◆ **Exercise details**
From the entries below, copy each line in which the word "camel" occurs.

◆ **Working data**

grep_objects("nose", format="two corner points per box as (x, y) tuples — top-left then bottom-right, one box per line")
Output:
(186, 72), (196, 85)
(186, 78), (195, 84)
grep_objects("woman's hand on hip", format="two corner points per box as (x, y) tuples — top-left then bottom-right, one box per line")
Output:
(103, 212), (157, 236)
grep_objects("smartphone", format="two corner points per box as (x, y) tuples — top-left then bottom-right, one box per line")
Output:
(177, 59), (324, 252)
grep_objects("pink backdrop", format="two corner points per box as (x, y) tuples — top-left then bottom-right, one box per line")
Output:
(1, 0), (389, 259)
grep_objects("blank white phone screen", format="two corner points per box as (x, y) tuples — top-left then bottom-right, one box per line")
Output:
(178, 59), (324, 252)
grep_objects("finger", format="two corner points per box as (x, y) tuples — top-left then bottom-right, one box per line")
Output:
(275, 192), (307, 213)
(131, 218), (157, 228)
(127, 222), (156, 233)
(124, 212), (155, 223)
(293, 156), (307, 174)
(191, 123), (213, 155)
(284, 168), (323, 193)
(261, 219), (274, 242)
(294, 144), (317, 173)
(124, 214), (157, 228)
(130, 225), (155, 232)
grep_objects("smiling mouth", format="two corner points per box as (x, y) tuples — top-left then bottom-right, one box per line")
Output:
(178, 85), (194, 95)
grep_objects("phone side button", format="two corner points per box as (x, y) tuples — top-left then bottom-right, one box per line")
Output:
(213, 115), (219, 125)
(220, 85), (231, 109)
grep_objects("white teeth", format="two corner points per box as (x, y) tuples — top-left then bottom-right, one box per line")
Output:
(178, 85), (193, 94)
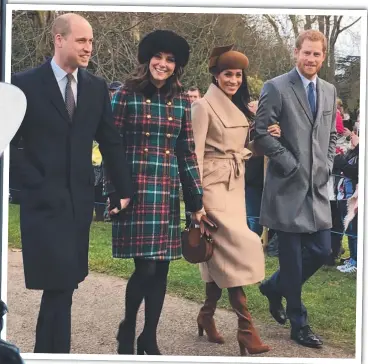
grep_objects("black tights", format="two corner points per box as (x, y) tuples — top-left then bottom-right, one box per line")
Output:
(123, 259), (170, 340)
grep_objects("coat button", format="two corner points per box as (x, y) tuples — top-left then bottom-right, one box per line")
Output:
(146, 99), (151, 104)
(165, 150), (170, 154)
(168, 117), (173, 121)
(144, 148), (148, 152)
(167, 134), (171, 138)
(147, 115), (151, 119)
(145, 132), (150, 137)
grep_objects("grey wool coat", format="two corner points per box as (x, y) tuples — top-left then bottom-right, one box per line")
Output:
(254, 68), (337, 233)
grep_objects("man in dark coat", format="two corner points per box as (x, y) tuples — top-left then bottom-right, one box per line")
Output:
(10, 13), (133, 354)
(254, 30), (337, 348)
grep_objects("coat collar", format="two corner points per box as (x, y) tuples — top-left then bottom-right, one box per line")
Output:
(288, 67), (324, 126)
(39, 59), (90, 124)
(204, 83), (248, 128)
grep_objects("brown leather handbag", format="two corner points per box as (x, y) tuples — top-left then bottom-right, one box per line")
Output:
(181, 215), (217, 264)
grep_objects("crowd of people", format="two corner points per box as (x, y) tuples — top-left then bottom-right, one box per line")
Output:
(7, 11), (359, 358)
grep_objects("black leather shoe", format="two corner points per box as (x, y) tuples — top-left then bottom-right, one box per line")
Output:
(291, 325), (323, 348)
(259, 282), (287, 325)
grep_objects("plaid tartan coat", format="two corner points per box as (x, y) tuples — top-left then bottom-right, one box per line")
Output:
(105, 85), (203, 260)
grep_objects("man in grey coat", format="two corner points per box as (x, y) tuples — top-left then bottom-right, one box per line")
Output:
(254, 30), (337, 348)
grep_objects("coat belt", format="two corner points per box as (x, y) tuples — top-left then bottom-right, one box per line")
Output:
(204, 149), (252, 190)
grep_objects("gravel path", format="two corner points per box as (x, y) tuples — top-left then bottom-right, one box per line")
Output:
(5, 249), (355, 358)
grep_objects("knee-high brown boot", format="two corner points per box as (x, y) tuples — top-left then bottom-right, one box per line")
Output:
(197, 282), (225, 344)
(228, 287), (270, 356)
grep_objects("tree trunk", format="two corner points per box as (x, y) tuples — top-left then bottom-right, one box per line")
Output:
(32, 11), (53, 63)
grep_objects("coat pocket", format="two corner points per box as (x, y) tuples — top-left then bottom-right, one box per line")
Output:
(202, 161), (228, 211)
(323, 110), (333, 116)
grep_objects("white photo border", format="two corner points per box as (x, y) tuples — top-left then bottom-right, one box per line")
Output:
(2, 3), (367, 364)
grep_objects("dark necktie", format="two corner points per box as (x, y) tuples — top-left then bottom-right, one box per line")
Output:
(307, 81), (316, 119)
(65, 73), (76, 120)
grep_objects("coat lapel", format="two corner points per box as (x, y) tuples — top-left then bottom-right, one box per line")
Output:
(313, 78), (324, 128)
(72, 68), (90, 125)
(40, 61), (70, 122)
(204, 83), (248, 128)
(288, 68), (313, 125)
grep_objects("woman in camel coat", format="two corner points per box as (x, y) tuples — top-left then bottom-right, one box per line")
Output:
(191, 45), (280, 356)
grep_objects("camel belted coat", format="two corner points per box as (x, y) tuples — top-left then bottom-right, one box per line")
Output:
(191, 84), (265, 289)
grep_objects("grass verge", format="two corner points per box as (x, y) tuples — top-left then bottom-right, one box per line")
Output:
(7, 203), (357, 351)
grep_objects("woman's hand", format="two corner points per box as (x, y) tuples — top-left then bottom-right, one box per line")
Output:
(268, 123), (281, 138)
(191, 207), (209, 235)
(343, 127), (352, 137)
(351, 132), (359, 148)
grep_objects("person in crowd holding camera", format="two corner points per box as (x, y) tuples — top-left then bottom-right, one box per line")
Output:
(104, 30), (205, 356)
(191, 44), (281, 356)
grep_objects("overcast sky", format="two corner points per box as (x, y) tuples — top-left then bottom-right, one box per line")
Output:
(335, 17), (362, 57)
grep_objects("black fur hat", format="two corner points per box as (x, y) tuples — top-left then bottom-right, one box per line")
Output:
(138, 30), (190, 67)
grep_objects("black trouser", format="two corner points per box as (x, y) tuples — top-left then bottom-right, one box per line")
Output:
(265, 230), (331, 330)
(123, 259), (170, 339)
(34, 289), (74, 353)
(330, 201), (344, 260)
(94, 182), (106, 221)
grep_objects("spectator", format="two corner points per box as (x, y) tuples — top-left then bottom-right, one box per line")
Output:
(187, 86), (201, 104)
(334, 132), (359, 273)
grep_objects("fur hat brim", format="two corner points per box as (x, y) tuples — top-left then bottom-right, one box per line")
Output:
(138, 30), (190, 67)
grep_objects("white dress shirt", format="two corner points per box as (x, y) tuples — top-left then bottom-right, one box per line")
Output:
(50, 57), (78, 105)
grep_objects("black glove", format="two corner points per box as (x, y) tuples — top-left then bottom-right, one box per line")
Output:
(108, 192), (121, 212)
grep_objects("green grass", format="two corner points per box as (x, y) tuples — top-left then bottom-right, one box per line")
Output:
(7, 203), (357, 352)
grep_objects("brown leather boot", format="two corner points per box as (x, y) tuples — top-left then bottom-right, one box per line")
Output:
(228, 287), (270, 355)
(197, 282), (225, 344)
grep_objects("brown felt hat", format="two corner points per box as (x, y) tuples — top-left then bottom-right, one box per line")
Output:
(209, 44), (249, 74)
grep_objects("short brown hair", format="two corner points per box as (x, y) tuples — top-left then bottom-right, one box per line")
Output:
(295, 29), (327, 53)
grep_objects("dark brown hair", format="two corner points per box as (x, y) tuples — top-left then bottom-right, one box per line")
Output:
(124, 62), (184, 99)
(212, 70), (253, 120)
(188, 86), (199, 92)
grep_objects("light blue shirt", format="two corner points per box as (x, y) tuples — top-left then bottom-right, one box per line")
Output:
(50, 58), (78, 104)
(296, 67), (317, 110)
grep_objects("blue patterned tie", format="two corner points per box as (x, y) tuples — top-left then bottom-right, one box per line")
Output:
(307, 81), (316, 119)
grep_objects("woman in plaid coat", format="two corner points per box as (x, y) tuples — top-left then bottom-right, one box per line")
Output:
(104, 30), (204, 356)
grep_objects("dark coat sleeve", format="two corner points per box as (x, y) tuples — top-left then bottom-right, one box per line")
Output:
(95, 79), (133, 199)
(333, 146), (359, 182)
(175, 96), (203, 212)
(9, 73), (28, 182)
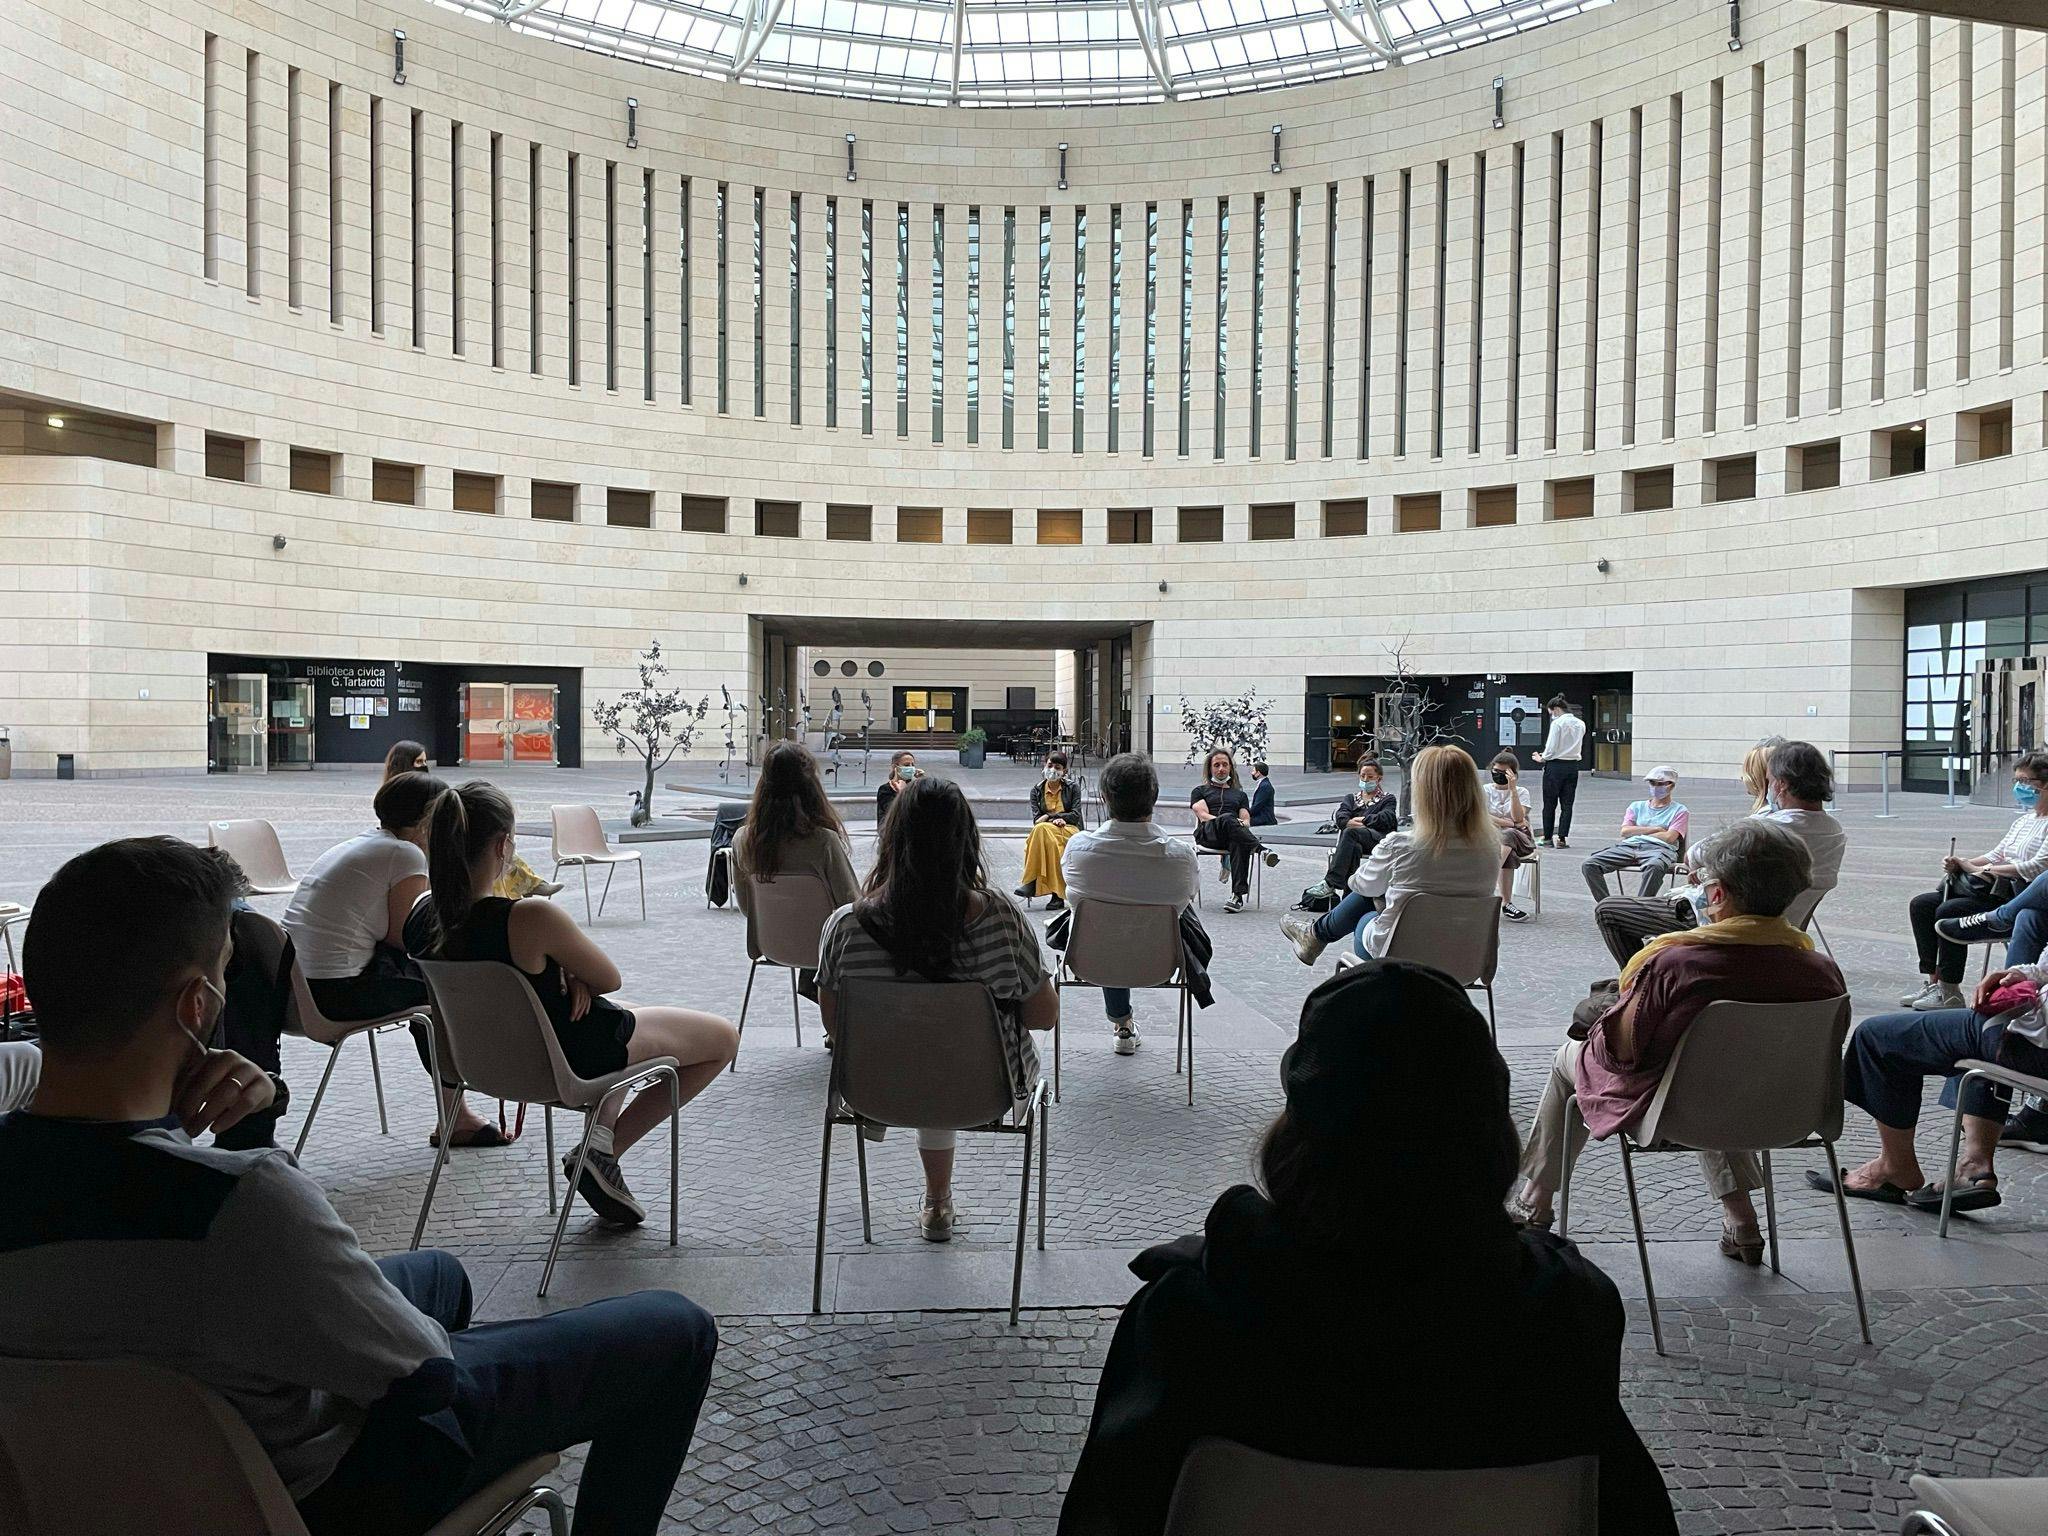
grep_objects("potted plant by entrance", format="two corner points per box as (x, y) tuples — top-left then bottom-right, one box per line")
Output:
(957, 727), (988, 770)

◆ **Response area**
grep_objects("woman in camel coat", format="two corner points per box as (x, y) tuples — top-left then bottom-right, one box per line")
grep_objects("camel belted coat", format="two corner points per box as (x, y) tuples — top-left then bottom-right, one box per line")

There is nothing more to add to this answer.